> Extract:
++++++++++
Suffering and bodily ruin can be heard in the work of still other postwar composers. Bernd Alois Zimmermann’s service on the Eastern Front as a reluctant Wehrmacht soldier informed his opera Die Soldaten (The Soldiers) (1957–64), which combines diverse influences from Germany’s rich musical past, such as Bach chorales and twelve-tone rows. Iannis Xenakis’s experiences as a member of the Greek Resistance and bodily injuries sustained during the ensuing Greek Civil War can be heard through the jet engines and crashes of Diamorphoses (1957).14 Whether these works by Stockhausen, Zimmermann, Xenakis, and Cage serve as first- or secondhand witness to aerial bombing or armed combat, they are united by their explorations of physical and psychological trauma—the unresolved rubble of the war’s violence and destruction.
Aside from these musical scores, performances in Germany from the latter twentieth- and beginning of the twenty-first century also made use of urban ruin and decay, ruminating on the legacies of the Allied air war in myriad ways. Thousands of bunkers and air raid shelters remained after World War II, and across urban Germany, these spaces were repurposed because the cost and time to destroy them exceeded available material resources. More recently, these spaces have become music venues, such as Berlin’s Artist Homes initiative, a Hohenzollerndamm bunker converted to gallery space, a concert hall, and practice rooms.15 One tower of Hamburg’s Heiligengeistfeld bunker serves as a popular music venue for bands (Übel und Gefährlich); in Aachen, the Goffartstraße bunker became a music club; and in Cologne, the massive bunker on Berliner Straße is now known as Culture Bunker Cologne, staging dance, music, theater, and comedy events.16 Structures once used to shelter and defend the people’s community are now the repurposed spaces of the air war—their permanent concrete walls standing in stark contrast to the ephemerality of musical performance.
++++++++++
> Supplied data:
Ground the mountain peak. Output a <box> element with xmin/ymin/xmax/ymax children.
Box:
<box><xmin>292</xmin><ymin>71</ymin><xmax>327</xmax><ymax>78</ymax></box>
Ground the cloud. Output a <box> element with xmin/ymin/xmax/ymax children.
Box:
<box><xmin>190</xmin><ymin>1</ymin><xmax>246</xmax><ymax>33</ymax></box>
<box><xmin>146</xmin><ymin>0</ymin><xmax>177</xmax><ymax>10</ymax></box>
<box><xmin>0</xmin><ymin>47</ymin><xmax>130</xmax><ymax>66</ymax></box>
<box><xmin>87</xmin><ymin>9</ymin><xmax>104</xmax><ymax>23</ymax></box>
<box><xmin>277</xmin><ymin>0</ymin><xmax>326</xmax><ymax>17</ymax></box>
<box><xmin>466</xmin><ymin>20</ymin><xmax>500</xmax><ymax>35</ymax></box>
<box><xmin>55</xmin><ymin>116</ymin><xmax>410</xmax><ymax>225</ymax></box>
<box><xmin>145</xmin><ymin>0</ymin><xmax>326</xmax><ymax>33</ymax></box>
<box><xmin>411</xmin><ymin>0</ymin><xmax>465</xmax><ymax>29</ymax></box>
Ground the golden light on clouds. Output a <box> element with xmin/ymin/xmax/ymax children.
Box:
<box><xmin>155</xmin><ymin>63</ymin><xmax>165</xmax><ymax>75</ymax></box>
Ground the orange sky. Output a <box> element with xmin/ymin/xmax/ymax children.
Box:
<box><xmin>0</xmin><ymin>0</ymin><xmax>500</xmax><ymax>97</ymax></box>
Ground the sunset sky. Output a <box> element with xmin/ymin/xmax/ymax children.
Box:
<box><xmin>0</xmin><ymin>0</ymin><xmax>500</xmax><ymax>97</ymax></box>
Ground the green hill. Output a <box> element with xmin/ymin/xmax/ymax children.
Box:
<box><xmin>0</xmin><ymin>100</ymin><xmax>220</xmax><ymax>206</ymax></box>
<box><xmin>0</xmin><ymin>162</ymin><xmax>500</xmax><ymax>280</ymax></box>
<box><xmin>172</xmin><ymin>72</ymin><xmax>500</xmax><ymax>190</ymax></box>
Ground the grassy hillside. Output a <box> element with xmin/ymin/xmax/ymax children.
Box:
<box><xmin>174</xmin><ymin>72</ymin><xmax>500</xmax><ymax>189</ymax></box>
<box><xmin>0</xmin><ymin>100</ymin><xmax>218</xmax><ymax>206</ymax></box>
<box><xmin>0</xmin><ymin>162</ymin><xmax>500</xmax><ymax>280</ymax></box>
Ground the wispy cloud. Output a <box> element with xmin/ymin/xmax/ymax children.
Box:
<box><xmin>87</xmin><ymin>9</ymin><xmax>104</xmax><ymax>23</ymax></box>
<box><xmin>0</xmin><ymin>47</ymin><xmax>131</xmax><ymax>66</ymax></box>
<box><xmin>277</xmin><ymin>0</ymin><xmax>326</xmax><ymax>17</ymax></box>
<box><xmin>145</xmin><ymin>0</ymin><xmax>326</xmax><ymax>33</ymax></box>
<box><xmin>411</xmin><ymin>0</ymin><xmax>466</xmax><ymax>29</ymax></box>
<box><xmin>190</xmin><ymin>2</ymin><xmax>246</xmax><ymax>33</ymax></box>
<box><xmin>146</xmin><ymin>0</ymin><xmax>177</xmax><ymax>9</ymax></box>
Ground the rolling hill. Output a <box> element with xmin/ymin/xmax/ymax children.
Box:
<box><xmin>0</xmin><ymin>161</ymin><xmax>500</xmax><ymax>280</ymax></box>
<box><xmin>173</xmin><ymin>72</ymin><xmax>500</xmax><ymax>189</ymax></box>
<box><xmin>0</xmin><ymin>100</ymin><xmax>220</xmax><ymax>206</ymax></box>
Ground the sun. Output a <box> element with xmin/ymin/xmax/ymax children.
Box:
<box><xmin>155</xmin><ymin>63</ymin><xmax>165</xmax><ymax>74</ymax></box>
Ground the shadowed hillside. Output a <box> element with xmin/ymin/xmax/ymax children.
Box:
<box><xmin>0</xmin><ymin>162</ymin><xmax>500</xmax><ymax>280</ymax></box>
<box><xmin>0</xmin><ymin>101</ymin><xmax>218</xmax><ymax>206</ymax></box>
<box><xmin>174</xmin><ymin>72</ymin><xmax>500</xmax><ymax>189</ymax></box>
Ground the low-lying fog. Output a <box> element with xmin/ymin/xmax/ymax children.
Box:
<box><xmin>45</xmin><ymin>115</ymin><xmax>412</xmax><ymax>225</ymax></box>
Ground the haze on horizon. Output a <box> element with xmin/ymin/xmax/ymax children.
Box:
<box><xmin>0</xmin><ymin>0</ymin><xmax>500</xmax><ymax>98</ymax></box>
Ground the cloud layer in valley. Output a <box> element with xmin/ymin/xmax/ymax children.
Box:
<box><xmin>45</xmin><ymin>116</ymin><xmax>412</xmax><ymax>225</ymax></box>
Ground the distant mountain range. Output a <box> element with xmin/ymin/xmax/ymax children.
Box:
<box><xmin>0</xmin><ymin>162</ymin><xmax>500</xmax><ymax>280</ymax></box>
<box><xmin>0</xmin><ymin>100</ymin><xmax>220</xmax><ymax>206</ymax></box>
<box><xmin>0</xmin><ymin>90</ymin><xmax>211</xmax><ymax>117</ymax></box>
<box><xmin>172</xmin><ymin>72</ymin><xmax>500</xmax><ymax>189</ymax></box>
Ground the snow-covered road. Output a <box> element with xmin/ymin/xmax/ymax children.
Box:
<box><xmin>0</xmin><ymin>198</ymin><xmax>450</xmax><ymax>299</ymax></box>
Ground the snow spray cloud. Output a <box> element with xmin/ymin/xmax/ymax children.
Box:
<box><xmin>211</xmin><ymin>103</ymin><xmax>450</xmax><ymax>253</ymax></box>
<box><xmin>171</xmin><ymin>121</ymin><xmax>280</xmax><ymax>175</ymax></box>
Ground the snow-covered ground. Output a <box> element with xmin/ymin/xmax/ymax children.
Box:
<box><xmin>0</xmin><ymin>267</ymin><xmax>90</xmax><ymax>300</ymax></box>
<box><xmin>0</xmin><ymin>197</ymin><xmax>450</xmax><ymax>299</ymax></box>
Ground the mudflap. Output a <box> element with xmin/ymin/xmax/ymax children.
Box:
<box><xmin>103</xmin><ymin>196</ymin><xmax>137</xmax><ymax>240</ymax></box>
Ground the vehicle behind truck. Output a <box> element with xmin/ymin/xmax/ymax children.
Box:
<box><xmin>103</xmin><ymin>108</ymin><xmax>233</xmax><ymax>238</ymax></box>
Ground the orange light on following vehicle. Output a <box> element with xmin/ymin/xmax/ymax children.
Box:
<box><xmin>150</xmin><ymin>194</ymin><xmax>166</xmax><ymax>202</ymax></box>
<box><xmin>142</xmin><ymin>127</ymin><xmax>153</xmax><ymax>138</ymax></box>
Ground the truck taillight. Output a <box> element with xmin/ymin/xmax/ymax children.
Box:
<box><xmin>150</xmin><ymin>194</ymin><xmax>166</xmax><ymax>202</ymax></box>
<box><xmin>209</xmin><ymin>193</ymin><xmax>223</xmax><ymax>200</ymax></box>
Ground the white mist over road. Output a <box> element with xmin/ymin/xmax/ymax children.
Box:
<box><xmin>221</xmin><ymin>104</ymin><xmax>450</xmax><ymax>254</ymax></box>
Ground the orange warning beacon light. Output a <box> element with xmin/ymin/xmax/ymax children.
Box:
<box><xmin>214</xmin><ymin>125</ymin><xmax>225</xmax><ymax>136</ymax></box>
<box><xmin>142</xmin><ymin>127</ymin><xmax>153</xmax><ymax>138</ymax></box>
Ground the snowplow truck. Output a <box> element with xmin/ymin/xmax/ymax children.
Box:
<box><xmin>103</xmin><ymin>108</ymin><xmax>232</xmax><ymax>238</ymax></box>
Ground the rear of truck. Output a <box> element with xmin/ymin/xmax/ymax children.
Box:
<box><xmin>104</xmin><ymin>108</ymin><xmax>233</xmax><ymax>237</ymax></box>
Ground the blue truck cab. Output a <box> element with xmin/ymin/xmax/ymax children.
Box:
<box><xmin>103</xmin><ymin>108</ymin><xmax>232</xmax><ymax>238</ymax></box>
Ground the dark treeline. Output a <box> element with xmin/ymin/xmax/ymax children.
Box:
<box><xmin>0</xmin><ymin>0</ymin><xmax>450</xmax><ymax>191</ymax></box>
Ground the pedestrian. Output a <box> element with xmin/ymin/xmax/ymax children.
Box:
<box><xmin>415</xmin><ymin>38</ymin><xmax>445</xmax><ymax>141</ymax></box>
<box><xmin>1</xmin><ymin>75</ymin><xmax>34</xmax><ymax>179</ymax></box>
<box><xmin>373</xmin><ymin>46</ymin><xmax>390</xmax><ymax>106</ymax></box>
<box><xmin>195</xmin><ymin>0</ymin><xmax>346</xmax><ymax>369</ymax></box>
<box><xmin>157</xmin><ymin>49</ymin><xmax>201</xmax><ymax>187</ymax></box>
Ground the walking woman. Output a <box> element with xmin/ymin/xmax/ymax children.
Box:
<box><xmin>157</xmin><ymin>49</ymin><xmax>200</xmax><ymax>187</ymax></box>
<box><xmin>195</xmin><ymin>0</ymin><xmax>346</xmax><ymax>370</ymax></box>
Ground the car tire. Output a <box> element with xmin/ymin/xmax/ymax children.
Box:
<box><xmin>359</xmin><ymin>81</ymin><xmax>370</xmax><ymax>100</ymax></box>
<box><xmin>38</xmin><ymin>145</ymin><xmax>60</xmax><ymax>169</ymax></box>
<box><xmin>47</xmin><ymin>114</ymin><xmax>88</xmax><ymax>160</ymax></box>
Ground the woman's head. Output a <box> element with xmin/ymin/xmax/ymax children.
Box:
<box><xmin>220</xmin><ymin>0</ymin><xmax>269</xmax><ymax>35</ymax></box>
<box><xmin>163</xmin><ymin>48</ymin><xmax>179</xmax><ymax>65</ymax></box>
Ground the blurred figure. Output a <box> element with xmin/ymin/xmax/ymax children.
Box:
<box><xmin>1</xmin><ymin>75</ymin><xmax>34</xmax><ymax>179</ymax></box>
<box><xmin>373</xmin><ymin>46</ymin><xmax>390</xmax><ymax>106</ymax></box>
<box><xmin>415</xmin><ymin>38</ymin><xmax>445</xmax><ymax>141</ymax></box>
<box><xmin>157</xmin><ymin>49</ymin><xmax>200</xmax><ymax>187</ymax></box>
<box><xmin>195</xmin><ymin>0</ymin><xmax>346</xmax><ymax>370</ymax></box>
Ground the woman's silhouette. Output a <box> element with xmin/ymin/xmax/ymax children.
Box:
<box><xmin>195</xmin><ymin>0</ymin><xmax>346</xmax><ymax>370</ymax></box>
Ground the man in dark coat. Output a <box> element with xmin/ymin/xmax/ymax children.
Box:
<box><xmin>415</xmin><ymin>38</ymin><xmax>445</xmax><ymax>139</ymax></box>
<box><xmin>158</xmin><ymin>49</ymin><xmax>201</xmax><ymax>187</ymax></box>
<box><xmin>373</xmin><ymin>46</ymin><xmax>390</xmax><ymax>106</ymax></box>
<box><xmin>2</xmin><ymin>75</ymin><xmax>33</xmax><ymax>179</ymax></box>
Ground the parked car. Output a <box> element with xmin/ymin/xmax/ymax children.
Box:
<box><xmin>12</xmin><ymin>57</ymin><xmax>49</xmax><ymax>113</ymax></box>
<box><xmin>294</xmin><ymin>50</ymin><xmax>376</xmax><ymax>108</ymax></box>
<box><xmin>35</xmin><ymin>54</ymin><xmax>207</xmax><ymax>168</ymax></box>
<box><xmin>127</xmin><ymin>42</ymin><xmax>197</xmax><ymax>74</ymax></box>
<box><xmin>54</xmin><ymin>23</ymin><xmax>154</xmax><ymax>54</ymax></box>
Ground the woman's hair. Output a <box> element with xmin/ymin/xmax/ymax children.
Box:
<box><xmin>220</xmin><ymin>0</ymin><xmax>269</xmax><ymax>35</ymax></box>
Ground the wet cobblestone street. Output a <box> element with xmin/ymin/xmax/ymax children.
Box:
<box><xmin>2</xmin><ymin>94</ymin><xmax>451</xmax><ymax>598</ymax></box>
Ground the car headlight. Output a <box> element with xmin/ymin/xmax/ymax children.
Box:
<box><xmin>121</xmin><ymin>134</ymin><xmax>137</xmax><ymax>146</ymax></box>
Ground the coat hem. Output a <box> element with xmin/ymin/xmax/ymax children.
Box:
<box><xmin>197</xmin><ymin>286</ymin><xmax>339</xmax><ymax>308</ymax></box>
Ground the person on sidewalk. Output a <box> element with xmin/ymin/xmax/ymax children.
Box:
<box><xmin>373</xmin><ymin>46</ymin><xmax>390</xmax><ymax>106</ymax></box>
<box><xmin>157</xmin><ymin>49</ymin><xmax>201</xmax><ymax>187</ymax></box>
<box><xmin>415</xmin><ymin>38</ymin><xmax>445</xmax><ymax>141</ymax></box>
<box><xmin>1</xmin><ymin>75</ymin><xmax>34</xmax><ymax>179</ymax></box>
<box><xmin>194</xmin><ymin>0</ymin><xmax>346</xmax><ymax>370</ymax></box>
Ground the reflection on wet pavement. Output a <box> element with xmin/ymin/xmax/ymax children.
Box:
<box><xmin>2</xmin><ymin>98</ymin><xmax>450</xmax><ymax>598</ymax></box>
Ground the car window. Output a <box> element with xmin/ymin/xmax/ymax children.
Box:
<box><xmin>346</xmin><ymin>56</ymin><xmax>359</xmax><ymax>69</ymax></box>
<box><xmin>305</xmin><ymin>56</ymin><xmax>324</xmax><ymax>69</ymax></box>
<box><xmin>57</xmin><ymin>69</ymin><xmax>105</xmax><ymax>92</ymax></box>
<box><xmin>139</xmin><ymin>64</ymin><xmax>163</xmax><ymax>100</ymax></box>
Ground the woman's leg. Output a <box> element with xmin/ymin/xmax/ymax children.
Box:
++++++++++
> Written tasks:
a) In the passage on postwar music and repurposed bunkers, what is the massive bunker on Berliner Straße in Cologne now known as?
b) Please copy out the stretch of the rows from the line containing "Ground the person" through the end of the rows, both ends included.

> Answer set:
a) Culture Bunker Cologne

b)
Ground the person on sidewalk. Output a <box> element with xmin/ymin/xmax/ymax children.
Box:
<box><xmin>373</xmin><ymin>46</ymin><xmax>390</xmax><ymax>106</ymax></box>
<box><xmin>157</xmin><ymin>49</ymin><xmax>201</xmax><ymax>187</ymax></box>
<box><xmin>415</xmin><ymin>38</ymin><xmax>445</xmax><ymax>141</ymax></box>
<box><xmin>1</xmin><ymin>75</ymin><xmax>34</xmax><ymax>179</ymax></box>
<box><xmin>194</xmin><ymin>0</ymin><xmax>346</xmax><ymax>370</ymax></box>
Ground the reflection on wet pavement. Output a <box> element with xmin/ymin/xmax/ymax children.
Box:
<box><xmin>2</xmin><ymin>98</ymin><xmax>450</xmax><ymax>598</ymax></box>
Ground the car window. Output a <box> element with xmin/ymin/xmax/ymax children.
Box:
<box><xmin>346</xmin><ymin>56</ymin><xmax>359</xmax><ymax>69</ymax></box>
<box><xmin>305</xmin><ymin>56</ymin><xmax>324</xmax><ymax>69</ymax></box>
<box><xmin>57</xmin><ymin>69</ymin><xmax>105</xmax><ymax>92</ymax></box>
<box><xmin>139</xmin><ymin>64</ymin><xmax>163</xmax><ymax>100</ymax></box>
Ground the woman's leg. Output a <box> element with xmin/ymin/xmax/ymax children.
Box:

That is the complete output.